--- START OF Records shown ---

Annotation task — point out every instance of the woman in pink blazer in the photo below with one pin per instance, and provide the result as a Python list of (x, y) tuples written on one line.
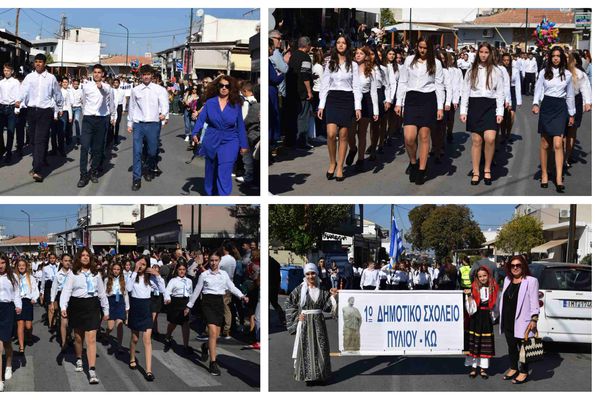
[(519, 309)]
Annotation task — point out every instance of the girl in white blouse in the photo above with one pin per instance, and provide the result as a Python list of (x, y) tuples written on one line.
[(582, 90), (28, 290), (369, 107), (420, 100), (482, 109), (10, 304), (554, 101), (83, 300), (340, 100)]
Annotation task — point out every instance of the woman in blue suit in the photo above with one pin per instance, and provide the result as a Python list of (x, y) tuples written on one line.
[(225, 135)]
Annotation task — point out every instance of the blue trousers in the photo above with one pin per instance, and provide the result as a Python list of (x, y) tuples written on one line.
[(147, 132)]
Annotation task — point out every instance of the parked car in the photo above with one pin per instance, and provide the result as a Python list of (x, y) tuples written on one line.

--- END OF Records shown ---

Set task: Please retype all of the data above word for word, leaving the pictures out.

Completed exercise:
Annotation task — point out every instance of the woman in pink blazer in the photo below with one pin per instance, and provide the result as a Python list of (x, y) tuples written on one line.
[(519, 309)]
Annotation task — point out every instance of the girl in white blouse in the photo above with one pin per instance, and provide the result as a Python list of (x, y) tuples written on one line.
[(582, 90), (28, 290), (369, 107), (420, 100), (482, 109), (10, 304), (554, 101), (83, 300), (340, 100)]
Annotation task — point out every instance of the woman in blue suit in the photo above with one pin per instance, and provide the result as a Python list of (x, y) tuples written on one line.
[(225, 135)]
Annotation task — point out every instance of the blue trousers in the photo above with one pin per instance, and provide the result as a Python list of (x, y) tuples written on one line.
[(147, 132)]
Annotation task — point out every instance of the parked car in the photo above with one pin per instance, and provide the result as a Python list of (x, y) tuples written on one line.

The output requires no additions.